**Text to read**
I think we can simplify this to

return (zone->spanned_pages >> PAGE_HINTING_MIN_ORDER) + 1;

> +}
> +
> +void page_hinting_enable(const struct page_hinting_cb *callback)
> +{
> +	struct zone *zone;
> +	int idx = 0;
> +	unsigned long bitmap_size = 0;

You should probably protect enabling via a mutex and return -EINVAL or
similar if we already have a callback set (if we ever have different
drivers). But this has very little priority :)

> +
> +	for_each_populated_zone(zone) {
> +		spin_lock(&zone->lock);
> +		bitmap_size = find_bitmap_size(zone);
> +		bm_zone[idx].bitmap = bitmap_zalloc(bitmap_size, GFP_KERNEL);
> +		if (!bm_zone[idx].bitmap)
> +			return;
> +		bm_zone[idx].nbits = bitmap_size;
> +		bm_zone[idx].base_pfn = zone->zone_start_pfn;
> +		spin_unlock(&zone->lock);
> +		idx++;
> +	}
> +	hcb = callback;
> +	INIT_WORK(&hinting_work, init_hinting_wq);

There are also possible races when enabling, you will have to take care
of at one point.

> +}
> +EXPORT_SYMBOL_GPL(page_hinting_enable);
> +
> +void page_hinting_disable(void)

**Given information**
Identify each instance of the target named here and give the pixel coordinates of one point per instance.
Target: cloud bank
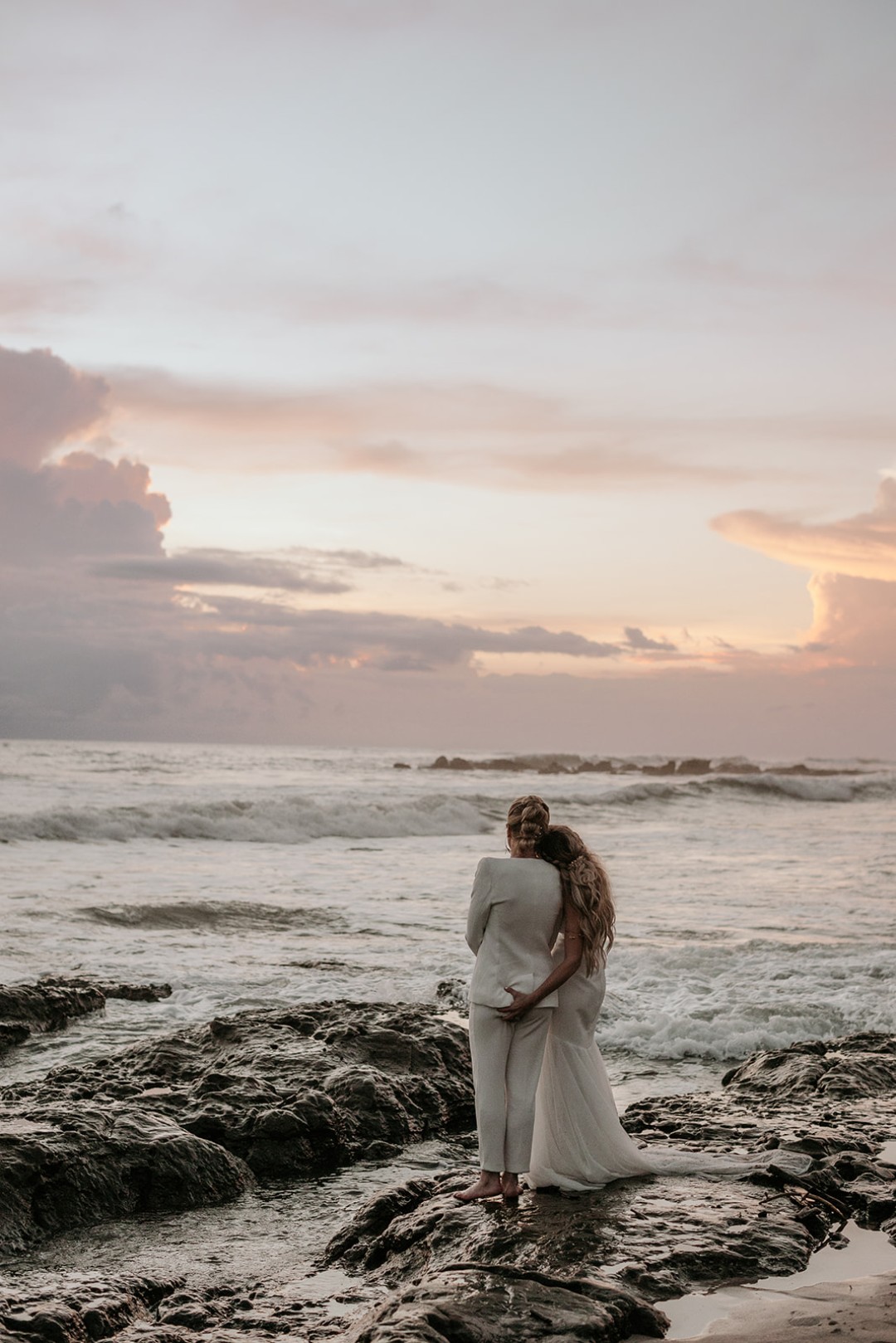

**Task description**
Reproduce the page hinting patch review above word for word, from beginning to end.

**Complete output**
I think we can simplify this to

return (zone->spanned_pages >> PAGE_HINTING_MIN_ORDER) + 1;

> +}
> +
> +void page_hinting_enable(const struct page_hinting_cb *callback)
> +{
> +	struct zone *zone;
> +	int idx = 0;
> +	unsigned long bitmap_size = 0;

You should probably protect enabling via a mutex and return -EINVAL or
similar if we already have a callback set (if we ever have different
drivers). But this has very little priority :)

> +
> +	for_each_populated_zone(zone) {
> +		spin_lock(&zone->lock);
> +		bitmap_size = find_bitmap_size(zone);
> +		bm_zone[idx].bitmap = bitmap_zalloc(bitmap_size, GFP_KERNEL);
> +		if (!bm_zone[idx].bitmap)
> +			return;
> +		bm_zone[idx].nbits = bitmap_size;
> +		bm_zone[idx].base_pfn = zone->zone_start_pfn;
> +		spin_unlock(&zone->lock);
> +		idx++;
> +	}
> +	hcb = callback;
> +	INIT_WORK(&hinting_work, init_hinting_wq);

There are also possible races when enabling, you will have to take care
of at one point.

> +}
> +EXPORT_SYMBOL_GPL(page_hinting_enable);
> +
> +void page_hinting_disable(void)